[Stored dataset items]
......

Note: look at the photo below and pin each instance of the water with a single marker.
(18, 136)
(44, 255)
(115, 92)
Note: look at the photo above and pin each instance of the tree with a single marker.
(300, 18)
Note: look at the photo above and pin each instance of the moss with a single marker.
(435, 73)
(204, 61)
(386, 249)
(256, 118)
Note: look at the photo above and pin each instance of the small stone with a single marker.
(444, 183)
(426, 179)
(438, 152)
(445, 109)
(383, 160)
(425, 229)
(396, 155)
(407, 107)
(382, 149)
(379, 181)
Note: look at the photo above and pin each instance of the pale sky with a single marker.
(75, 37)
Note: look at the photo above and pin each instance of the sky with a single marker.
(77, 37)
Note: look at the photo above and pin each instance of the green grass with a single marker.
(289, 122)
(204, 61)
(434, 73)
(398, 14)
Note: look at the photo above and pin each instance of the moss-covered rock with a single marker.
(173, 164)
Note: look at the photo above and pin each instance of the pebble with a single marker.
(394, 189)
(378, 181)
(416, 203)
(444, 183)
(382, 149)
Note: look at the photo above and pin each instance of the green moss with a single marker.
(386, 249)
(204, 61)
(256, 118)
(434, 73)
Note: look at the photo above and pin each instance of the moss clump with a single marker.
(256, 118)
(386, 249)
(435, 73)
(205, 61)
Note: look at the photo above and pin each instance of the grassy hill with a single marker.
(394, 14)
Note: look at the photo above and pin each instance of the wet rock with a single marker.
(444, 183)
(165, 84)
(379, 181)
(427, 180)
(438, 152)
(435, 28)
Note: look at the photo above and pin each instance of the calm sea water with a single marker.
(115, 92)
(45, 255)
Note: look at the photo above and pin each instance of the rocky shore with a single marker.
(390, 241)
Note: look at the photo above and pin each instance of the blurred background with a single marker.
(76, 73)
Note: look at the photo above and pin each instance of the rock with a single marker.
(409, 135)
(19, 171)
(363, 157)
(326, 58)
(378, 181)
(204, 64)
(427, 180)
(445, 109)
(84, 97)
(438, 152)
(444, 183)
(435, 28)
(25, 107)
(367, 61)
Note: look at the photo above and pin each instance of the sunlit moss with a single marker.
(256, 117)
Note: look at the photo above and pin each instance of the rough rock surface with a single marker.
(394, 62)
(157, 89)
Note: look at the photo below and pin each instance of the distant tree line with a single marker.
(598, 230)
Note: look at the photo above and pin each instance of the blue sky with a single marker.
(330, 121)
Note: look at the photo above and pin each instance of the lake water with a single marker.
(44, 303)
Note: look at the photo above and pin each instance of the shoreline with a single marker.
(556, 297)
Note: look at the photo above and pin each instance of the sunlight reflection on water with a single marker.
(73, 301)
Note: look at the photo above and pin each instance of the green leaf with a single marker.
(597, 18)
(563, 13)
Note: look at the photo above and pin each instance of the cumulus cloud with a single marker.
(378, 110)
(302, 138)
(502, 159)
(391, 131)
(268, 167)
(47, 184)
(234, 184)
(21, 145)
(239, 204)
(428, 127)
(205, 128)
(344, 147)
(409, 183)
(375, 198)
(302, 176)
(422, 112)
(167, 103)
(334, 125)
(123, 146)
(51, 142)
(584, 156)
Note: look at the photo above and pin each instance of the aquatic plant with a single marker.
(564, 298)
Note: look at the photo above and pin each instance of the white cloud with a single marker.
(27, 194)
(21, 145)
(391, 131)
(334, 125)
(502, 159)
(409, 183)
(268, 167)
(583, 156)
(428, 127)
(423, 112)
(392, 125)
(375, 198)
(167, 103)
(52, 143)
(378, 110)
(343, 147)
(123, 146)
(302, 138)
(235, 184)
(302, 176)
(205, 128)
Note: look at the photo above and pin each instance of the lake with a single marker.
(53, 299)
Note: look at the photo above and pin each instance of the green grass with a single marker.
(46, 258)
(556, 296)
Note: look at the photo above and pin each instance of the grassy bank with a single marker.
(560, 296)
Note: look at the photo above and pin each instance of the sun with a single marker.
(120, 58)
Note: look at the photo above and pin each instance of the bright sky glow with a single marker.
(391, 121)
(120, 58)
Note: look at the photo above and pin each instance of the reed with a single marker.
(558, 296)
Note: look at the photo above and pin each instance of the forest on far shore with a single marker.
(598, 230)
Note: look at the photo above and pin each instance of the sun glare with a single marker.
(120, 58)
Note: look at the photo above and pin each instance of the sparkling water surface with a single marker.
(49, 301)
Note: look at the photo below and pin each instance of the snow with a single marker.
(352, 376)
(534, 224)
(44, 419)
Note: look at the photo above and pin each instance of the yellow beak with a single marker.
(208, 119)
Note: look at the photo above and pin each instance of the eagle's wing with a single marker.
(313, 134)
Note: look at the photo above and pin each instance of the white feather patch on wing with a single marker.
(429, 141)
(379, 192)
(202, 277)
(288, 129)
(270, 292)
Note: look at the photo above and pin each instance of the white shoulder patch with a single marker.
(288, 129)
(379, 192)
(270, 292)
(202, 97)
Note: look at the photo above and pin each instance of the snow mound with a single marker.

......

* **Aim of the task**: The data above should be reproduced in full, word for word.

* **Exercise output**:
Note: look at the photo below and pin each instance of the water with a single marker.
(18, 136)
(44, 255)
(115, 92)
Note: look at the photo above and pin each instance of the tree with a single marker.
(300, 18)
Note: look at the photo above and pin each instance of the moss with a single marker.
(435, 73)
(204, 61)
(386, 249)
(256, 118)
Note: look at the photo above and pin each instance of the small stone with a single marker.
(444, 183)
(426, 179)
(438, 152)
(445, 109)
(383, 160)
(425, 229)
(396, 155)
(407, 107)
(382, 149)
(379, 181)
Note: look at the photo above and pin each instance of the pale sky with a single marker.
(75, 37)
Note: look at the photo above and pin each instance of the sky with a single marker.
(77, 37)
Note: look at the photo above and pin each instance of the green grass with a single marker.
(289, 122)
(204, 61)
(434, 73)
(398, 14)
Note: look at the photo above and pin each instance of the moss-covered rock with a single marker.
(173, 164)
Note: look at the photo above and pin each instance of the pebble with a single marker.
(394, 189)
(378, 181)
(416, 203)
(444, 183)
(382, 149)
Note: look at the photo above and pin each instance of the green moss with a single marker.
(386, 249)
(204, 61)
(256, 118)
(434, 73)
Note: look at the photo above and pin each instance of the moss clump with a single marker.
(256, 118)
(386, 249)
(435, 73)
(205, 61)
Note: look at the photo above and pin each instance of the grassy hill with a single marker.
(394, 14)
Note: look at the photo above and pin each instance of the wet rock with a single marker.
(444, 183)
(165, 84)
(379, 181)
(427, 180)
(438, 152)
(435, 28)
Note: look at the photo above and pin each instance of the calm sea water with a single marker.
(115, 92)
(45, 255)
Note: look at the photo above and pin each instance of the rocky shore with a single marker.
(390, 241)
Note: look at the photo above and pin each instance of the blurred background with a single marker.
(76, 73)
Note: look at the photo above and pin each instance of the rock with a single marker.
(409, 135)
(19, 171)
(363, 157)
(326, 58)
(378, 181)
(204, 64)
(427, 180)
(445, 109)
(84, 97)
(438, 152)
(444, 183)
(435, 28)
(25, 107)
(367, 61)
Note: look at the photo above and pin each instance of the sunlit moss with a single marker.
(256, 117)
Note: look at the photo above and pin each instance of the rough rock surface with a single marker.
(394, 62)
(157, 89)
Note: look at the photo below and pin each instance of the distant tree line with a single marker.
(598, 230)
Note: look at the photo above and pin each instance of the blue sky with a single marker.
(330, 121)
Note: look at the photo above and pin each instance of the lake water with a single marker.
(44, 303)
Note: look at the photo above and pin each instance of the shoreline with a single marker.
(556, 297)
Note: look at the photo above and pin each instance of the sunlight reflection on water with a single marker.
(73, 301)
Note: look at the photo above and pin each instance of the green leaf with a single marker.
(597, 18)
(563, 13)
Note: look at the photo above and pin each instance of the cumulus cloud with a single marker.
(378, 110)
(302, 138)
(502, 159)
(391, 131)
(268, 167)
(47, 184)
(234, 184)
(21, 145)
(239, 204)
(428, 127)
(205, 128)
(344, 147)
(409, 183)
(375, 198)
(302, 176)
(422, 112)
(167, 103)
(334, 125)
(123, 146)
(51, 142)
(584, 156)
Note: look at the photo above and pin each instance of the aquatic plant with a single marker.
(564, 298)
Note: look at the photo above and pin each instance of the white cloud with a single marker.
(27, 194)
(21, 145)
(391, 131)
(334, 125)
(502, 159)
(409, 183)
(268, 167)
(583, 156)
(428, 127)
(423, 112)
(392, 125)
(375, 198)
(167, 103)
(52, 143)
(378, 110)
(343, 147)
(123, 146)
(302, 138)
(235, 184)
(302, 176)
(205, 128)
Note: look at the photo above and pin each instance of the lake with a single marker.
(53, 299)
Note: look at the photo above and pin each instance of the green grass with a single marker.
(46, 258)
(556, 296)
Note: look at the photo above and pin each instance of the grassy bank with a single marker.
(560, 296)
Note: look at the photo above and pin each instance of the sun with a single marker.
(120, 58)
Note: look at the photo above and pin each instance of the bright sky glow with a single marker.
(391, 121)
(120, 58)
Note: look at the photo above and pin each instance of the reed with a single marker.
(558, 296)
Note: look at the photo above and pin each instance of the forest on far shore with a single marker.
(598, 230)
Note: look at the photo above and pin each instance of the sun glare with a single marker.
(120, 58)
Note: look at the photo above and pin each instance of the sparkling water surface with a single marker.
(49, 301)
Note: look at the photo below and pin each instance of the snow with a single marker.
(352, 376)
(534, 224)
(44, 419)
Note: look at the photo above and pin each instance of the yellow beak with a single marker.
(208, 119)
Note: look at the photo above and pin each instance of the eagle's wing with a single marker.
(313, 134)
Note: look at the photo above and pin each instance of the white feather patch on wing with a single marker.
(429, 141)
(379, 192)
(202, 277)
(288, 129)
(270, 292)
Note: look at the photo above and pin each instance of the white shoulder patch with a single marker.
(288, 129)
(379, 192)
(270, 292)
(202, 97)
Note: look at the photo above and pin each instance of the snow mound with a single marker.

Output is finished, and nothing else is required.